READING TEXT:
Tonight in Dana Point, California, the Nuclear Regulatory Commission will be holding its annual hearing on the San Onofre Nuclear Generating Station's recent performance, which has been lousy. They'll give San Onofre an overall "B" where it should be getting a failing grade. San Onofre should never have opened, and should be closed for good immediately. For safety. For economics. Forever.
At the hearing, the public will be allowed to speak for two, maybe three minutes each. Nothing said by the public will be considered. Nothing will be under oath. Nothing will be officially recorded. Only a few reporters will show up, who will dutifully interview the spokespeople for San Onofre and the NRC, and perhaps one or two of the most staid activists, and then they'll report whatever platitudes are said as if they are facts. The plant is safe, they'll say.
But the plant isn't safe. Not even close. A trillion-dollar accident, costing America a million lives, waits quietly for the perfect opportunity... The plant is a nightmare, and numerous workers from the plant have come forward in recent months, to myself, to other activists, to the media, and to the NRC, at great risk to their careers (in fact, usually knowing ANY exposure will mean the end of their careers) to say that THEY are scared.
Right now at San Onofre, one reactor, Unit Two, is down for a major overhaul that's taking much longer than expected, and the remaining reactor, Unit Three (Unit One was shut down in the early 1990s) is conserving fuel for the summer by operating at half power. After months and months of projected start dates (all missed), suddenly the expected start date for Unit Two has become "proprietary."
One cannot help but think they do not expect to have Unit Two up and running reliably anytime soon, and they are hoping they can keep Unit Three running until Unit Two is restarted, because there is nothing they fear more than to have both reactors down for extended periods of time. People might get used to it, especially since the lights would probably stay on. And later, epidemiological studies can more easily use those times to show that YES, nuclear power plants DO harm children and other living things even when they don't have an accident.
The overhaul project was supposed to take six to ten weeks, but it's been over six months. They were about to start the reactor without an unfueled water test. They ALMOST skipped that final test, they were so sure of themselves. They almost went straight to running the reactor with fuel in it!
But people within the company complained. Despite the fear of retaliation, they complained.
And the company relented, and did the test. And it didn't work right!

CHECK YOUR UNDERSTANDING:
**a)** From the San Onofre text, copy the passage from "Tonight in Dana" to "safe, they'll say." word for word.
**b)** According to the San Onofre text, how long was the Unit Two overhaul project originally supposed to take?

LISTED RECORDS:
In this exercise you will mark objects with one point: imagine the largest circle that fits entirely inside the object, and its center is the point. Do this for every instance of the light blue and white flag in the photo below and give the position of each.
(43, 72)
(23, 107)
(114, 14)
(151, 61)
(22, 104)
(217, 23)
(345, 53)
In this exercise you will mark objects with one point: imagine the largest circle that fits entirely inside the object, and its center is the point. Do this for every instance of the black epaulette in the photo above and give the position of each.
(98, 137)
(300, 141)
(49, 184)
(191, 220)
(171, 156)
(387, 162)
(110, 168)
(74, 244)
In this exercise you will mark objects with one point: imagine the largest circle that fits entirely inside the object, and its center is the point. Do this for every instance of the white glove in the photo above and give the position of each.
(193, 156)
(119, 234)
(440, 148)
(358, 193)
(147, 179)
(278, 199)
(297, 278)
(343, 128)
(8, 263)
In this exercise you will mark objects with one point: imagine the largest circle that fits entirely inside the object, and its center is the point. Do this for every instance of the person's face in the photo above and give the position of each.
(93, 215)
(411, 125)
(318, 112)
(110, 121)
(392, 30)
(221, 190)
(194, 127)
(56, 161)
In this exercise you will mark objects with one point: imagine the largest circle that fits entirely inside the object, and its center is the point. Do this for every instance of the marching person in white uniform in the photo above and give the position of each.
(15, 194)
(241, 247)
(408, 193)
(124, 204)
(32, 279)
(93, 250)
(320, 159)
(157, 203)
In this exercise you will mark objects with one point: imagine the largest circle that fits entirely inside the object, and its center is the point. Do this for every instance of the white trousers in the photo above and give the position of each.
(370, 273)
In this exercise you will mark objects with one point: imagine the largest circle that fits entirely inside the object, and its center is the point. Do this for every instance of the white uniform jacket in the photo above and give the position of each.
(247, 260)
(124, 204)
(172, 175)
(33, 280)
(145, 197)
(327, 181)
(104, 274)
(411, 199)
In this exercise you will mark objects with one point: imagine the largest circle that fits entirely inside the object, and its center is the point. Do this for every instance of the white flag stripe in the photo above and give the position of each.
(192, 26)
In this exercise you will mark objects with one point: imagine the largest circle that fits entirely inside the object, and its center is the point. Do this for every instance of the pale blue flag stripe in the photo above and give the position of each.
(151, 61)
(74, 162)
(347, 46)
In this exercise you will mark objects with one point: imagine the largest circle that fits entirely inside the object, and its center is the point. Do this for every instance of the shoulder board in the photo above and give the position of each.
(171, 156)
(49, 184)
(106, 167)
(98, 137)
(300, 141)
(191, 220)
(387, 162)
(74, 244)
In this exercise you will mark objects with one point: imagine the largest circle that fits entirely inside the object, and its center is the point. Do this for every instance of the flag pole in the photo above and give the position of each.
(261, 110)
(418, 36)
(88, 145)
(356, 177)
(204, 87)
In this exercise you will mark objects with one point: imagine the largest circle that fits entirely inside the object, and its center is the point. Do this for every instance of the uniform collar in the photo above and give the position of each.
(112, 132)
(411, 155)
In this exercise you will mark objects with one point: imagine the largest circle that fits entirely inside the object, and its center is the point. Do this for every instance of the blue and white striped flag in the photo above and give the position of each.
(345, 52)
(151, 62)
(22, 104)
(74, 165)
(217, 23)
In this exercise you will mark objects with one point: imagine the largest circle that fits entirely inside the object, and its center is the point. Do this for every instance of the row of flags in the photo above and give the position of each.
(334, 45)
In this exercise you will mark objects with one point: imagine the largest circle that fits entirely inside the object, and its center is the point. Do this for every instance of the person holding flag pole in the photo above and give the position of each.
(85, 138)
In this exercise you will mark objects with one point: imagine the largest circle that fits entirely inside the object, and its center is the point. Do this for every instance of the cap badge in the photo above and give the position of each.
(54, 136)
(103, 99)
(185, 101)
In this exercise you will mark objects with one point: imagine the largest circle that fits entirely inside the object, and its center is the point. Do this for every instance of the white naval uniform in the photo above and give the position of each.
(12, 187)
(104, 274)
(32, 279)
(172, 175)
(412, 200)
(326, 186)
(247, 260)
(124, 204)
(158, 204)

EXERCISE RESULTS:
**a)**
Tonight in Dana Point, California, the Nuclear Regulatory Commission will be holding its annual hearing on the San Onofre Nuclear Generating Station's recent performance, which has been lousy. They'll give San Onofre an overall "B" where it should be getting a failing grade. San Onofre should never have opened, and should be closed for good immediately. For safety. For economics. Forever.
At the hearing, the public will be allowed to speak for two, maybe three minutes each. Nothing said by the public will be considered. Nothing will be under oath. Nothing will be officially recorded. Only a few reporters will show up, who will dutifully interview the spokespeople for San Onofre and the NRC, and perhaps one or two of the most staid activists, and then they'll report whatever platitudes are said as if they are facts. The plant is safe, they'll say.

**b)** Six to ten weeks.